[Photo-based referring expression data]

»»

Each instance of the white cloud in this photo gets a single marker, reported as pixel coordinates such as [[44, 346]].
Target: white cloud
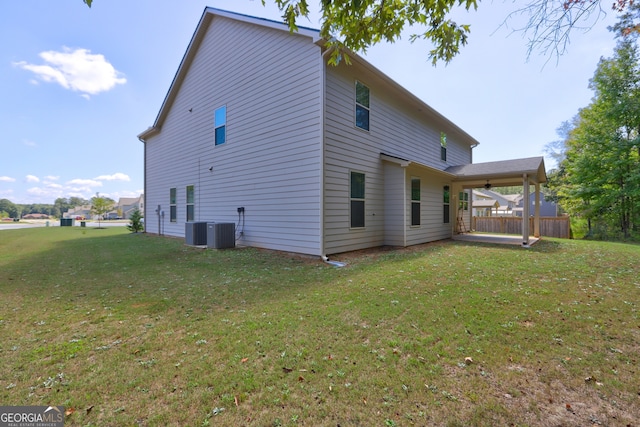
[[115, 177], [85, 182], [78, 70]]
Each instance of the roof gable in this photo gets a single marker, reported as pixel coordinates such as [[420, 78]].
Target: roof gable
[[208, 16]]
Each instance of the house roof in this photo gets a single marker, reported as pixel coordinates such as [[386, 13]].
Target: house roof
[[500, 173], [485, 203], [404, 163], [407, 99], [207, 16]]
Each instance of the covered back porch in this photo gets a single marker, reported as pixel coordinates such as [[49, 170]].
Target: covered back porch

««

■ What is required ■
Your answer must be the lines from the one containing "Target: white cloud" through the last line of the records, printed exactly with no pictures; please include both ends.

■ Response area ■
Target: white cloud
[[115, 177], [85, 182], [78, 70]]
Each instance of the roof gable in this photo gets a single marker, reported as pixel coordinates such as [[420, 78]].
Target: roof gable
[[208, 16]]
Each instance of the house roof in this photo gets a single marker, reported as pixel coordinates such as [[386, 13]].
Target: house roof
[[500, 173], [485, 203], [404, 163], [407, 99], [207, 16]]
Each instance of the covered back porch in this photo gets a single marker, reported as pixel coordinates such as [[49, 170]].
Target: covered back porch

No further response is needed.